- [SCHRIFTELIJKE OPDRACHT]: Neem de regels letterlijk over: begin bij de eerste regel van de gegevens en stop na de regel met "Description: elderly man". Laat de afbeeldingen weg uit je antwoord.

(Items uit de dataset)
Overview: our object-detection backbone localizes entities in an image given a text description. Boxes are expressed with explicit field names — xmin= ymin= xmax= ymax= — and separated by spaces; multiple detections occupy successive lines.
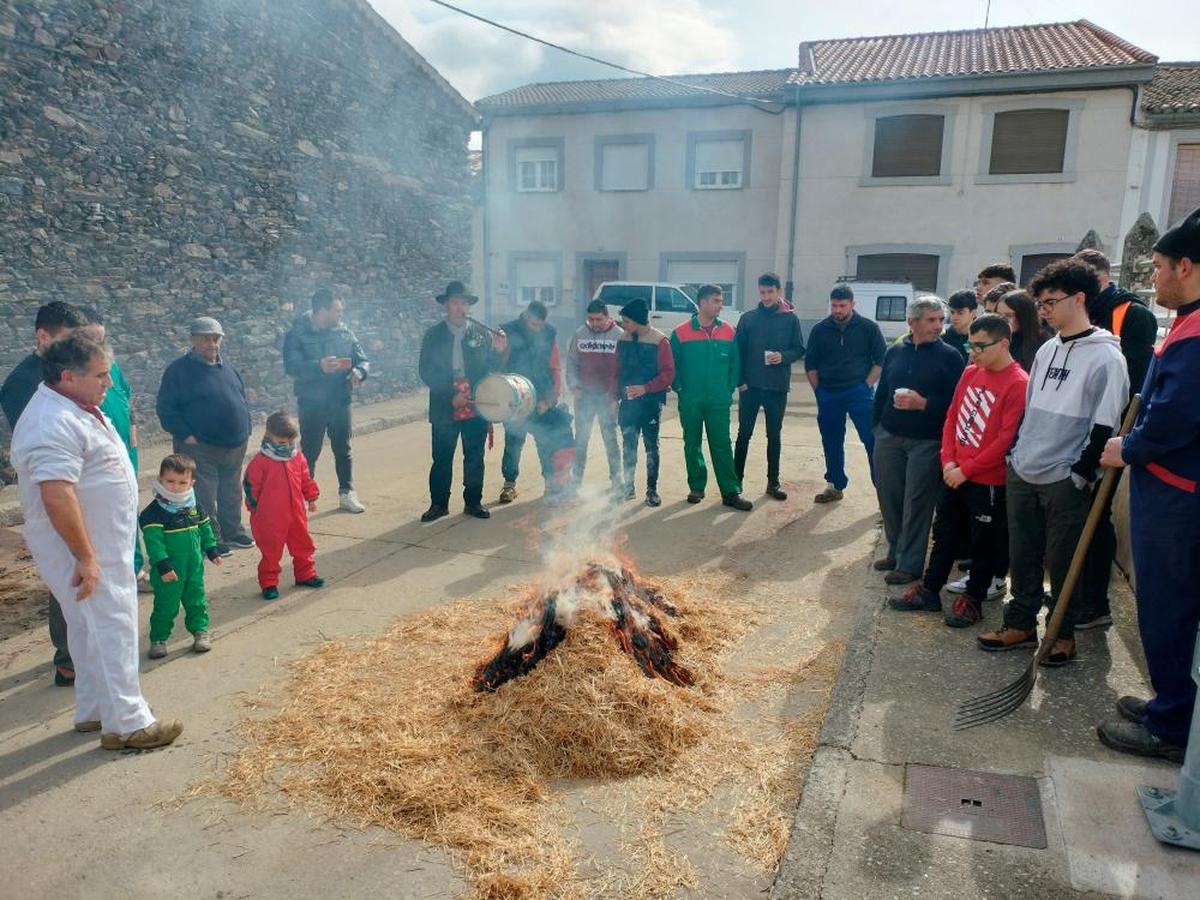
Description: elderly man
xmin=874 ymin=294 xmax=964 ymax=584
xmin=157 ymin=316 xmax=254 ymax=556
xmin=12 ymin=334 xmax=184 ymax=750
xmin=283 ymin=288 xmax=371 ymax=512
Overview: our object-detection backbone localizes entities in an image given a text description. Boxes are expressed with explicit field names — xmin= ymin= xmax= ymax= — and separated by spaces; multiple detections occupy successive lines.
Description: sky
xmin=370 ymin=0 xmax=1200 ymax=101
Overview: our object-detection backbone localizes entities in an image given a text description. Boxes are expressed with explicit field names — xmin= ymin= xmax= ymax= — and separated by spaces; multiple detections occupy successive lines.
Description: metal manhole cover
xmin=901 ymin=766 xmax=1046 ymax=850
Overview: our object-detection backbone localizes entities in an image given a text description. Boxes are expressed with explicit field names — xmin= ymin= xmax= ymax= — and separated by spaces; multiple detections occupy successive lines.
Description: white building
xmin=476 ymin=20 xmax=1171 ymax=323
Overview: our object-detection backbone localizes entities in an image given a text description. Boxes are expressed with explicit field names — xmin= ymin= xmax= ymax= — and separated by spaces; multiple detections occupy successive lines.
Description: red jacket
xmin=942 ymin=361 xmax=1030 ymax=486
xmin=242 ymin=452 xmax=320 ymax=535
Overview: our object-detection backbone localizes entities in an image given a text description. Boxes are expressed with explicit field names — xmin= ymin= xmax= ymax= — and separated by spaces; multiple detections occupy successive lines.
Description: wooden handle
xmin=1038 ymin=394 xmax=1141 ymax=659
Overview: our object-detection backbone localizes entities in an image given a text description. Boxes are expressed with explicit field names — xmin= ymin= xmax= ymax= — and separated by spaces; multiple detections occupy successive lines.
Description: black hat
xmin=437 ymin=281 xmax=479 ymax=306
xmin=1154 ymin=209 xmax=1200 ymax=265
xmin=620 ymin=298 xmax=650 ymax=325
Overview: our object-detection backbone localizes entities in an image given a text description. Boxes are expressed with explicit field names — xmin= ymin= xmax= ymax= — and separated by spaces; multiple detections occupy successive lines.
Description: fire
xmin=473 ymin=560 xmax=695 ymax=691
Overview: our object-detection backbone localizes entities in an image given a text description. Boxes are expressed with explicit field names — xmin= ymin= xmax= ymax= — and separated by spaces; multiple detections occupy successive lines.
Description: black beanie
xmin=1154 ymin=209 xmax=1200 ymax=265
xmin=620 ymin=298 xmax=650 ymax=325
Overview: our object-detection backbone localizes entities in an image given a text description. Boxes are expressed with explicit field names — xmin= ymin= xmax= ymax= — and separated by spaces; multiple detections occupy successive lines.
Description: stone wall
xmin=0 ymin=0 xmax=473 ymax=460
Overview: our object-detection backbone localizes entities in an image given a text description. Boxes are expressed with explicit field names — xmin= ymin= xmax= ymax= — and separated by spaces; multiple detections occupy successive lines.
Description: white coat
xmin=12 ymin=384 xmax=154 ymax=737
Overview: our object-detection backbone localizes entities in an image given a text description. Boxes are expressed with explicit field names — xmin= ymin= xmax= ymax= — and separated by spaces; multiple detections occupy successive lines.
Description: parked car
xmin=592 ymin=281 xmax=742 ymax=334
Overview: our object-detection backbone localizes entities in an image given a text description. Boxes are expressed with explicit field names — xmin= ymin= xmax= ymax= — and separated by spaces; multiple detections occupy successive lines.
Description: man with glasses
xmin=979 ymin=259 xmax=1129 ymax=666
xmin=889 ymin=313 xmax=1030 ymax=628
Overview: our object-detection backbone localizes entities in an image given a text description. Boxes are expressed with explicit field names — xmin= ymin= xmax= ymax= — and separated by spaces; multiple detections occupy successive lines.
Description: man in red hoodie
xmin=888 ymin=313 xmax=1030 ymax=628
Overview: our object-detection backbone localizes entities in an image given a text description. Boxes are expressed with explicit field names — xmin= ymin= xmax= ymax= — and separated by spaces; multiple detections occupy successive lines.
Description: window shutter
xmin=988 ymin=109 xmax=1070 ymax=175
xmin=854 ymin=253 xmax=941 ymax=292
xmin=871 ymin=115 xmax=946 ymax=178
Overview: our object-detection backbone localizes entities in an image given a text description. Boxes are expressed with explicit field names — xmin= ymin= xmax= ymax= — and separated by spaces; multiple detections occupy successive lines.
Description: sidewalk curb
xmin=770 ymin=529 xmax=883 ymax=900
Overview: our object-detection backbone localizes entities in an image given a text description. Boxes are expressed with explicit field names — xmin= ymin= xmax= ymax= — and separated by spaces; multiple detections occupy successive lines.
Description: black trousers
xmin=300 ymin=402 xmax=354 ymax=493
xmin=430 ymin=416 xmax=487 ymax=506
xmin=924 ymin=481 xmax=1008 ymax=601
xmin=733 ymin=388 xmax=787 ymax=485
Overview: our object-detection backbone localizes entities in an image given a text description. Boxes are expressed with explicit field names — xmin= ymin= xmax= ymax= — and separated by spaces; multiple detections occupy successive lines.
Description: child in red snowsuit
xmin=242 ymin=413 xmax=325 ymax=600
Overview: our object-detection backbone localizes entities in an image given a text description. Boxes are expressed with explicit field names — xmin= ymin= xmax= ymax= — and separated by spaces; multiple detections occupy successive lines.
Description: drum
xmin=475 ymin=374 xmax=538 ymax=422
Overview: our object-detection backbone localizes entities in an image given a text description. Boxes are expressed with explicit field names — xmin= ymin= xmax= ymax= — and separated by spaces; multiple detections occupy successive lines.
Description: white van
xmin=592 ymin=281 xmax=742 ymax=335
xmin=838 ymin=278 xmax=917 ymax=342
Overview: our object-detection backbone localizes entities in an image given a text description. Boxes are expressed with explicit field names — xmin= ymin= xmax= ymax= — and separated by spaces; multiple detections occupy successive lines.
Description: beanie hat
xmin=620 ymin=298 xmax=650 ymax=325
xmin=1154 ymin=209 xmax=1200 ymax=265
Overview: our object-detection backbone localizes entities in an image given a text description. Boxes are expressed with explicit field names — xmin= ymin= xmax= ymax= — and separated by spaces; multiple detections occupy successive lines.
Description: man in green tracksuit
xmin=671 ymin=284 xmax=754 ymax=510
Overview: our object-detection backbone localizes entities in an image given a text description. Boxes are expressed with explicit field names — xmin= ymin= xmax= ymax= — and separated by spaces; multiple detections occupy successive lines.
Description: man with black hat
xmin=156 ymin=316 xmax=254 ymax=556
xmin=418 ymin=281 xmax=508 ymax=522
xmin=283 ymin=288 xmax=371 ymax=512
xmin=1097 ymin=209 xmax=1200 ymax=762
xmin=617 ymin=299 xmax=674 ymax=506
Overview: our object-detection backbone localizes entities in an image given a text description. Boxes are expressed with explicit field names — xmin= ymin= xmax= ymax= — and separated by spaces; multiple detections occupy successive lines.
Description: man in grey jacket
xmin=283 ymin=288 xmax=370 ymax=512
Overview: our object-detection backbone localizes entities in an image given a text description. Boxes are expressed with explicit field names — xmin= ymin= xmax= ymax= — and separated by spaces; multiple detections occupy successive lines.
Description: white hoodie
xmin=1009 ymin=328 xmax=1129 ymax=485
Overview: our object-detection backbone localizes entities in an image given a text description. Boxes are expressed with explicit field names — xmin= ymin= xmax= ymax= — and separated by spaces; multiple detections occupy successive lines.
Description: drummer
xmin=418 ymin=281 xmax=508 ymax=522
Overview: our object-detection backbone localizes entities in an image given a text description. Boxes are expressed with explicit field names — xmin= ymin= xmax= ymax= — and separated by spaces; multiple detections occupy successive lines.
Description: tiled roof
xmin=793 ymin=19 xmax=1157 ymax=84
xmin=1141 ymin=62 xmax=1200 ymax=115
xmin=475 ymin=68 xmax=794 ymax=110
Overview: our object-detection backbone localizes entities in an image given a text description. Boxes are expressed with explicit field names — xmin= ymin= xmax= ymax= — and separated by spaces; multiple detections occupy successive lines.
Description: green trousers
xmin=150 ymin=559 xmax=209 ymax=643
xmin=679 ymin=400 xmax=742 ymax=497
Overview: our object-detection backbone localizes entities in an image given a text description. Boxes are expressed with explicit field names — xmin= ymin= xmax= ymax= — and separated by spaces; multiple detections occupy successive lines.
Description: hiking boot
xmin=1096 ymin=721 xmax=1184 ymax=763
xmin=976 ymin=625 xmax=1038 ymax=650
xmin=1038 ymin=637 xmax=1075 ymax=668
xmin=100 ymin=719 xmax=184 ymax=750
xmin=812 ymin=482 xmax=846 ymax=503
xmin=946 ymin=595 xmax=983 ymax=628
xmin=1117 ymin=694 xmax=1150 ymax=724
xmin=888 ymin=581 xmax=942 ymax=612
xmin=421 ymin=503 xmax=450 ymax=522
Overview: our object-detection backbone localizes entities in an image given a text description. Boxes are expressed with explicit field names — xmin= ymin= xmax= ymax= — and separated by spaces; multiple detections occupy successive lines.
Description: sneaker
xmin=1096 ymin=721 xmax=1183 ymax=763
xmin=888 ymin=581 xmax=942 ymax=612
xmin=230 ymin=532 xmax=254 ymax=556
xmin=812 ymin=482 xmax=846 ymax=503
xmin=976 ymin=625 xmax=1038 ymax=650
xmin=100 ymin=719 xmax=184 ymax=750
xmin=946 ymin=594 xmax=983 ymax=628
xmin=1075 ymin=613 xmax=1112 ymax=631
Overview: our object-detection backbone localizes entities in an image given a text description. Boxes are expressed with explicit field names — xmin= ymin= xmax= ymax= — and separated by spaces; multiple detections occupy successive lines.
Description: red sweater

- [ANTWOORD OP OPDRACHT]:
Overview: our object-detection backbone localizes entities in an image given a text description. Boxes are expressed with explicit field names — xmin= ymin= xmax= ymax= — and separated by spaces; multiple detections occupy successive lines.
Description: elderly man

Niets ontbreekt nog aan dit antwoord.